Recent interest in economics returns to the Adam Smith's understanding of prosperity and growth
The first modern book in economics was called Wealth of Nations because its writer, Adam Smith, understood (and transmuted the idea) that the key to prosperity and growth was the generation and distribution of wealth — not just the flow of income. Recent interest in economics has started to return to this question, especially in the context of today’s rich countries. The academic attention on the metamorphosis and concentration of wealth has so far excluded poor countries. In fact, the study of the wealth of poor nations should be a core question in development economics (over income growth) because wealth tends to cumulate all past prosperity or disparity.
I found it notable that despite the detailed historical analysis in Thomas Piketty’s book Capital in the 21st Century, there was no mention of Indian wealth (although Mr Piketty is responsible for a top Indian income series: Banerjee and Piketty, 2005). To an extent this is understandable because personal wealth data on India is so limited and unreliable that documenting it would require a book in itself. Till date, the Reserve Bank of India (RBI) does not follow the tradition of publishing regular household and private-sector balance sheets at market value, to assess accumulation and asset prices. And yet due to its sheer size and importance, India presents a unique challenge to the notion of prosperity — it is simultaneously home to some of the wealthiest and poorest global citizens. In the past, the question of India’s colonial subservience was related to the drain of wealth, rather than income — the British enriched themselves at the cost of their prized colony. What happened once India became independent?

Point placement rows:

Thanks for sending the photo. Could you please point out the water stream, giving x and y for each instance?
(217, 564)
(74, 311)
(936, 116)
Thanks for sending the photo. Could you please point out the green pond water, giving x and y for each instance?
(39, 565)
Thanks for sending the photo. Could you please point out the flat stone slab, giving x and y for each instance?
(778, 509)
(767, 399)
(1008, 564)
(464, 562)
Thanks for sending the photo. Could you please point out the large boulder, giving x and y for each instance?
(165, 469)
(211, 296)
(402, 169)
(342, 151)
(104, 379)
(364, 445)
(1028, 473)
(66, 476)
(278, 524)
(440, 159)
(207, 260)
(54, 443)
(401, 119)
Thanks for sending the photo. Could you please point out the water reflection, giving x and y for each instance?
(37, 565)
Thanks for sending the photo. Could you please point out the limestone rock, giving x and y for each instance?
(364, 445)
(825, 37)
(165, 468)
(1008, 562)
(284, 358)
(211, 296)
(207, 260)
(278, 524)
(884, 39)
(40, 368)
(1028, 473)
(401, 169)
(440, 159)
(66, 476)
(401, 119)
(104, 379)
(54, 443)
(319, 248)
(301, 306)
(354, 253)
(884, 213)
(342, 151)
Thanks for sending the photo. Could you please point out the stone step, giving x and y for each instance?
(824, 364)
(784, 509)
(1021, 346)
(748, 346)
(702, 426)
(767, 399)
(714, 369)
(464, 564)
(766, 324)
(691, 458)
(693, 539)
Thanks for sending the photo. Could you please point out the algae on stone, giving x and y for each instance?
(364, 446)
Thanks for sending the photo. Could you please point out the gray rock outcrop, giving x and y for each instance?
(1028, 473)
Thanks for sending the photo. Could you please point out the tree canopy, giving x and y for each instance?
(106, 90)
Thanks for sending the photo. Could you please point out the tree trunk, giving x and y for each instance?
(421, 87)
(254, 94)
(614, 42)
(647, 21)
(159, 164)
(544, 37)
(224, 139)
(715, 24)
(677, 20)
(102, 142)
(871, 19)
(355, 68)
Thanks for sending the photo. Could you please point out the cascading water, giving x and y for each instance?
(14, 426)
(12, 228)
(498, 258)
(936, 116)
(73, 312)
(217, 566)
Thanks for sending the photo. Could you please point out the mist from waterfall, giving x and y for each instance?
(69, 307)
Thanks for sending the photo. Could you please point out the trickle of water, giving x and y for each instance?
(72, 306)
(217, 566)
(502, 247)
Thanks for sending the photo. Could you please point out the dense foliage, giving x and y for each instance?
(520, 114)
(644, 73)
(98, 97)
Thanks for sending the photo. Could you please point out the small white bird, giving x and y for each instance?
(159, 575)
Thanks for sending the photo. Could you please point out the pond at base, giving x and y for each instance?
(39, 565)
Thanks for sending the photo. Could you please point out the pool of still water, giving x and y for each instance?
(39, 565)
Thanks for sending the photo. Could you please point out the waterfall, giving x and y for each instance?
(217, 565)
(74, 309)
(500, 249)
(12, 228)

Task requirements:
A - Using the economics passage, decide whether each statement agrees with it: (i) Piketty's book discusses Indian wealth; (ii) the Reserve Bank of India does not publish regular household balance sheets at market value; (iii) academic attention on the concentration of wealth has so far included poor countries. Answer yes or no for each and quote the words from the passage that decide it.
B - Write the next part of the economics passage, picking up after its final sentence.

Final answers:
A -
(i) No: "there was no mention of Indian wealth"
(ii) Yes: "Till date, the Reserve Bank of India (RBI) does not follow the tradition of publishing regular household and private-sector balance sheets at market value"
(iii) No: "The academic attention on the metamorphosis and concentration of wealth has so far excluded poor countries."

B -
Creating a time series
In recent research, I try to answer this question for a particular historical phase in Indian history. The term “Hindu rate of growth” is not really religious — it meant a country made up mostly of Hindus that did not grow at the levels seen in other Asian countries undergoing development at the time. Given that people’s assets are disclosed to tax authorities at the time of death for the purpose of inheritance and because India had an estate tax in place until 1985, I was able to develop a series of top wealth-holders and a model called the Estate Multiplier Technique (Lampman, 1962). Due to the exemption limits, it turns out that the series could only start from top 0.1 per cent; this in itself is an indicator of how concentrated wealth was. Unfortunately, comparison with the wealth of the nation as a whole could not be made, because such aggregate series are not available. Sometimes the National Sample Survey Organisation (NSSO) conducts an assets and liabilities survey, but it is decennial at best and as with most surveys, underestimates the wealthy. To “normalise” values, I estimate the wealth of these top groups as a ratio of national income — in a sense capturing how many months’ or years’ worth of gross domestic product (GDP) could be financed exclusively by the Indian elite.
My findings show sharp trends which seem quite reasonable in historical context. The elite declined in importance relative to national income due to a series of (oil-driven) inflation shocks and targeted anti-elite policies (mostly attributable to Indira Gandhi) such as the abolition of the privy purse1 and nationalisation of private assets in banking and coal. In 1966, the wealthiest 200,000 families could have financed around two months of national income but their decline was so dramatic that the top 0.1 per cent could barely finance a few days of GDP (Gross Domestic Product) by 1986. The composition of portfolios suggests that land related properties (urban and agricultural) lost a lot of their inflation-adjusted values. On the other hand, movable assets such as equities, bonds, gold etc. were able to recover their real values by 1986 consistent with the eventual relaxation of a super aggressive tax policy (Acharya, 2005). All this points to the rise of a new kind of savvy wealthy class amongst the elite themselves, because disparity within the elite themselves began increasing (after a decline until 1972) and the decline of the top 0.1 per cent was mostly due to the decline of the top 0.01 per cent or the super elite. Thus on net, the gainers were the intermediate elite (just below the top 0.01 per cent).
One way to rationalise these results is statistical equilibrium reasoning, which suggests that wealth concentration increases with liberalisation of capital transaction activities. Aggressive control and regulation of capital activity hence plays the opposite role, causing a reduction of sharp disparities in wealth portfolios — as was the case during my period of study.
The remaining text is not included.